(Extracted data Opens)

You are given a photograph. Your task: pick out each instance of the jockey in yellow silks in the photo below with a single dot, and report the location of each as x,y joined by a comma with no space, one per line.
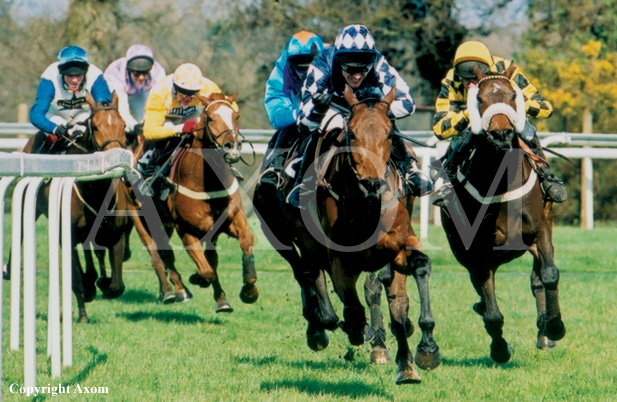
472,61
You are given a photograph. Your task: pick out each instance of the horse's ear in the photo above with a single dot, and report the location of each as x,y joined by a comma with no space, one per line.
114,100
90,100
349,96
391,96
204,99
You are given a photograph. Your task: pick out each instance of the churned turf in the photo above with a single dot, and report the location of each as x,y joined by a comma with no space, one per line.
136,349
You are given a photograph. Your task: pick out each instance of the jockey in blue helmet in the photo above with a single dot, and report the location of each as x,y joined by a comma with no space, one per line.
355,61
60,108
282,98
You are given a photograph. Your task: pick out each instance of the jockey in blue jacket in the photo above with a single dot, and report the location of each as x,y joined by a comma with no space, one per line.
354,61
282,98
60,108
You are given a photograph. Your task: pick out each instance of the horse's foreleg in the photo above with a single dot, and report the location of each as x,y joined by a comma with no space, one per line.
427,352
398,302
554,328
484,283
78,287
116,259
166,290
222,305
90,276
372,295
205,275
239,229
354,324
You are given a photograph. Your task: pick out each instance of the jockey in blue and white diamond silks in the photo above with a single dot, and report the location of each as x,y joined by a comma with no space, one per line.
355,61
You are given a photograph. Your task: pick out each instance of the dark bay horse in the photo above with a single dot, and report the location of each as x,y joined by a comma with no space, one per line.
359,222
104,131
205,202
495,218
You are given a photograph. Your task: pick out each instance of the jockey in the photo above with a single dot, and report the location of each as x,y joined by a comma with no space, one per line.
354,61
132,77
172,110
472,61
282,98
60,108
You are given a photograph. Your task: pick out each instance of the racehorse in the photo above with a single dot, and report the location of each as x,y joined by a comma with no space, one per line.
205,202
494,219
360,222
104,131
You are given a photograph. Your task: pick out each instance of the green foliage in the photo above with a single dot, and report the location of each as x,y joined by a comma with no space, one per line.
144,351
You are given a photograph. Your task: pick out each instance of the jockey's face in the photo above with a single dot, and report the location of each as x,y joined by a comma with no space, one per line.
139,77
73,81
185,97
354,80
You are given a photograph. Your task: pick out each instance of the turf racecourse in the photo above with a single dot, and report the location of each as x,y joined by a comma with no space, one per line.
136,349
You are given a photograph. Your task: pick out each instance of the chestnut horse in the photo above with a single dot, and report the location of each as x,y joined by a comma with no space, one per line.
104,131
204,203
359,222
494,219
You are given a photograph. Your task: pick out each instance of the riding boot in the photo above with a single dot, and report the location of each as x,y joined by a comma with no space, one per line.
417,182
552,186
454,157
305,183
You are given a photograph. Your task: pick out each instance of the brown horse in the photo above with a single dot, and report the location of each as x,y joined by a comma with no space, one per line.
494,219
205,203
104,131
360,222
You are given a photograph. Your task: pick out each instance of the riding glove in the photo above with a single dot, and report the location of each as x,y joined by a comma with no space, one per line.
61,131
321,102
189,127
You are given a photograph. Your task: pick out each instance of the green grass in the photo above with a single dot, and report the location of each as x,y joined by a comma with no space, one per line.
143,351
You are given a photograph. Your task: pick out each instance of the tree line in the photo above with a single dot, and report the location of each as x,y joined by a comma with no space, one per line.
568,50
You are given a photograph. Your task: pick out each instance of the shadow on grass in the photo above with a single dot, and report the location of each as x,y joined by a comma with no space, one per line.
136,297
340,389
167,317
484,361
304,364
97,358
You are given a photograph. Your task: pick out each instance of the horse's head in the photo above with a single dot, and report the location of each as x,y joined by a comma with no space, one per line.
368,137
497,107
105,125
220,121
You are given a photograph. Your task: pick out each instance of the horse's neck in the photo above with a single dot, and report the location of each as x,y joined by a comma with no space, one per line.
497,172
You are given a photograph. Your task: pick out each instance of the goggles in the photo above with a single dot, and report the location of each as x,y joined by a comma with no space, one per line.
355,68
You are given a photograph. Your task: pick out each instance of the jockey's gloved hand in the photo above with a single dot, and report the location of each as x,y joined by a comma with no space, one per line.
61,131
321,102
138,129
189,127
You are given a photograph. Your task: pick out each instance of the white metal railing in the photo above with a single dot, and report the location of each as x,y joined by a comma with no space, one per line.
29,171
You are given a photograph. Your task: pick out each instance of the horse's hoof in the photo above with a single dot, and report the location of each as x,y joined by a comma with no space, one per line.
554,329
317,339
409,375
249,293
380,355
368,334
479,308
184,296
500,351
427,361
113,292
544,343
196,279
89,293
167,297
224,307
103,284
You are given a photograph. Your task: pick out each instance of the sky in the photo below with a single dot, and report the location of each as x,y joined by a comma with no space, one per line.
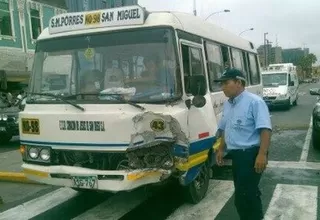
289,23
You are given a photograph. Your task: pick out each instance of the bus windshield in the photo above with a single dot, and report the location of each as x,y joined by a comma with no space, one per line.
138,64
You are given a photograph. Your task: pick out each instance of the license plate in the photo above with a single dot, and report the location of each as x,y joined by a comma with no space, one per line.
92,18
87,182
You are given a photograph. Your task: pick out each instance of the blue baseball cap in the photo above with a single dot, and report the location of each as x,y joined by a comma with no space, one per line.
231,74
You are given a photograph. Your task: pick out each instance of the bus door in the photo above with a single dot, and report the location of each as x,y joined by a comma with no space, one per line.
201,119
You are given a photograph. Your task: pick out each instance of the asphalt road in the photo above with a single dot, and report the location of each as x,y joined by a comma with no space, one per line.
288,185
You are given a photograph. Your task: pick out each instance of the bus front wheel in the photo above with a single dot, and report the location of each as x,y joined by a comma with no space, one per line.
197,189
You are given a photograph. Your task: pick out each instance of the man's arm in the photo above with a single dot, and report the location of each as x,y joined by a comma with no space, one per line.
263,125
265,137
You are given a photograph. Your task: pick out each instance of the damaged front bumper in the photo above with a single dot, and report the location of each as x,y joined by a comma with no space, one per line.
78,177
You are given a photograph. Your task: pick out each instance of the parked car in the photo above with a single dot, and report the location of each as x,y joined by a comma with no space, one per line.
316,120
9,125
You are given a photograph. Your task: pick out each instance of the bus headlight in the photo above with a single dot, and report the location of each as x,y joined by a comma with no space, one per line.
34,153
45,154
4,117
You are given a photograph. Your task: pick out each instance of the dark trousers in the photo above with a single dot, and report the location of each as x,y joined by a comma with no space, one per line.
246,183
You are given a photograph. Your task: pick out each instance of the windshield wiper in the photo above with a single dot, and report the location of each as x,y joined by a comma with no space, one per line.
60,98
116,96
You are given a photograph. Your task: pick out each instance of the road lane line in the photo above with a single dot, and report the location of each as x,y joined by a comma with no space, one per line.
287,165
293,202
306,146
115,207
218,195
39,205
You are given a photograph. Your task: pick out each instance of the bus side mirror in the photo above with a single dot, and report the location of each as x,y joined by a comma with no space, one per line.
3,80
198,85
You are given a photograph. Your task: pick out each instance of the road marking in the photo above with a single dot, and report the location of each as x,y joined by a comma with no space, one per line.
306,146
116,206
39,205
287,165
218,195
293,202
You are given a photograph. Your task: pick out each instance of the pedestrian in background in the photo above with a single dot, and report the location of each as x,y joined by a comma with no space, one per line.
246,132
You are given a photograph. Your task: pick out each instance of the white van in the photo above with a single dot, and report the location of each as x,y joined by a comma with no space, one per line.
280,85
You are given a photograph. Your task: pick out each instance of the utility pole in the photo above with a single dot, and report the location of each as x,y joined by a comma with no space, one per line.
265,48
194,8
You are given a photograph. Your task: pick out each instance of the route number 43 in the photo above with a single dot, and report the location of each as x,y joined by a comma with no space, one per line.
30,126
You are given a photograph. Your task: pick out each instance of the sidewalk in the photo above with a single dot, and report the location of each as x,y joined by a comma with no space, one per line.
10,167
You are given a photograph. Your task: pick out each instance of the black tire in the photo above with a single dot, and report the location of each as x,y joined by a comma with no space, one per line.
295,103
315,141
197,189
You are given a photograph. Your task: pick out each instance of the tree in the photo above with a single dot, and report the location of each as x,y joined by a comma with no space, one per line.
306,62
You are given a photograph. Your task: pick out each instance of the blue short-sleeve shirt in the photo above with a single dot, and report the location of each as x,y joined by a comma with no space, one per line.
242,119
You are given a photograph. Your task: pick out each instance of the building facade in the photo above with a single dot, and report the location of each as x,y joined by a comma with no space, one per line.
274,55
21,22
293,55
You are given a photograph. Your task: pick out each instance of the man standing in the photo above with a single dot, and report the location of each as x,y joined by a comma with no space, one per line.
246,131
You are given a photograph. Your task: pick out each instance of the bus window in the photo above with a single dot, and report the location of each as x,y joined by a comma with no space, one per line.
225,57
215,65
246,66
237,59
254,71
192,64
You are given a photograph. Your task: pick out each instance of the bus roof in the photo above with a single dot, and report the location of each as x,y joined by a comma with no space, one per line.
70,24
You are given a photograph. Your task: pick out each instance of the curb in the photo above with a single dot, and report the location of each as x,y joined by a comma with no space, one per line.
15,177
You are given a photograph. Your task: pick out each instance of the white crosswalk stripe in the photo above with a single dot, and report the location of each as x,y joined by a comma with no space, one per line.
218,195
293,202
288,202
39,205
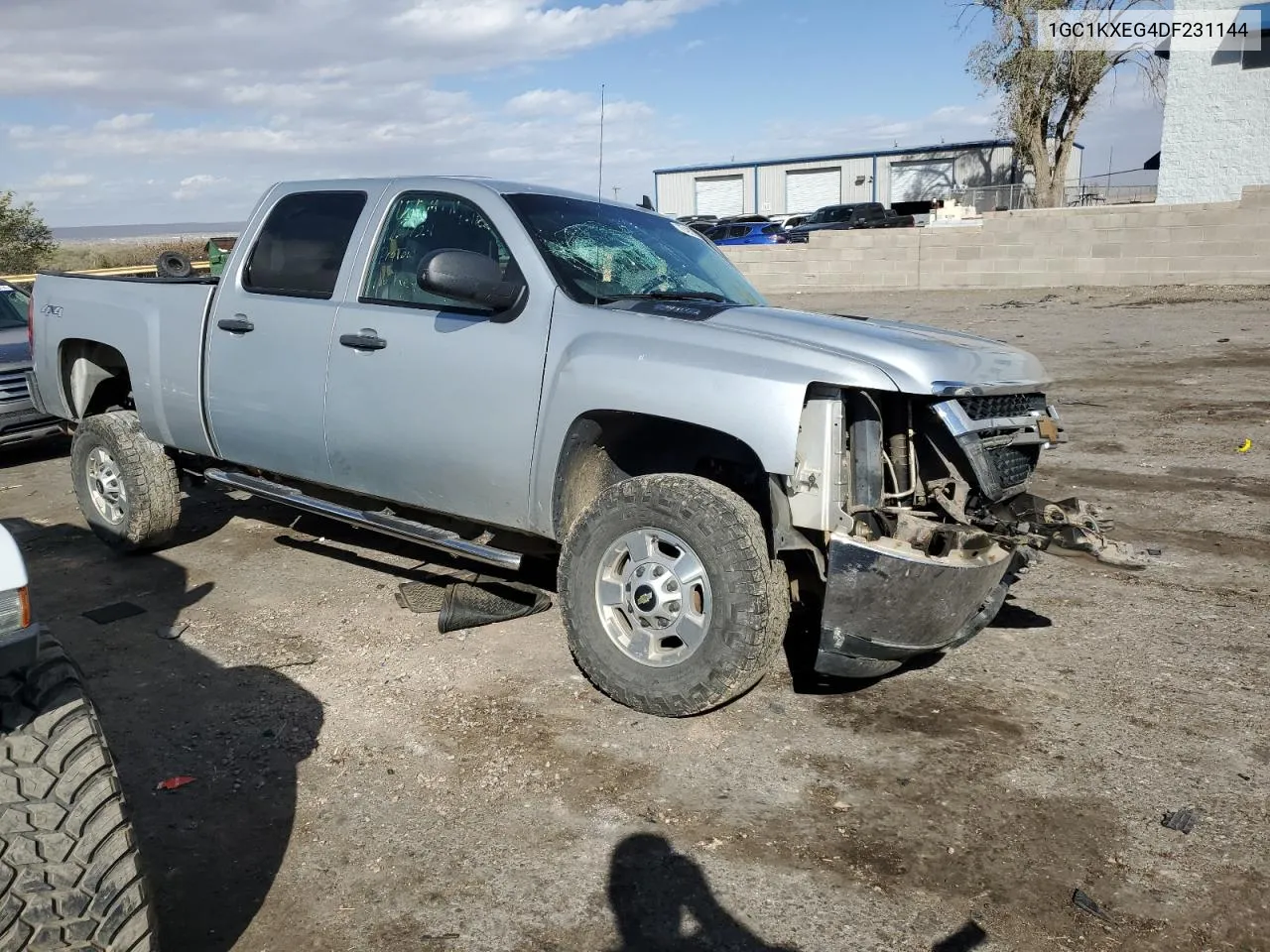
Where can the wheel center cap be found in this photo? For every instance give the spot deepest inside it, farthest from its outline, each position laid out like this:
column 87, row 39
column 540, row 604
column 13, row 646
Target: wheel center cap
column 645, row 598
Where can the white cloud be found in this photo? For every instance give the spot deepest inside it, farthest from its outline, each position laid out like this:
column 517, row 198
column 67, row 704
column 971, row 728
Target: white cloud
column 125, row 121
column 56, row 181
column 549, row 102
column 252, row 91
column 194, row 185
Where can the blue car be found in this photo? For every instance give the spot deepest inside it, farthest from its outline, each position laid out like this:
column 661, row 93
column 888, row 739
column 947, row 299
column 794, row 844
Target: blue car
column 747, row 234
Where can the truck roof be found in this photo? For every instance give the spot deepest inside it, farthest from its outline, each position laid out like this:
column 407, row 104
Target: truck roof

(Extracted data Closes)

**What to do:** Lines that hold the word "truck" are the ones to copy from the entries above.

**Output of the exercise:**
Where can the truck roof be found in this photo? For every instance give the spot deepest inside it, farthest from its outline, each position laid out like this:
Target: truck roof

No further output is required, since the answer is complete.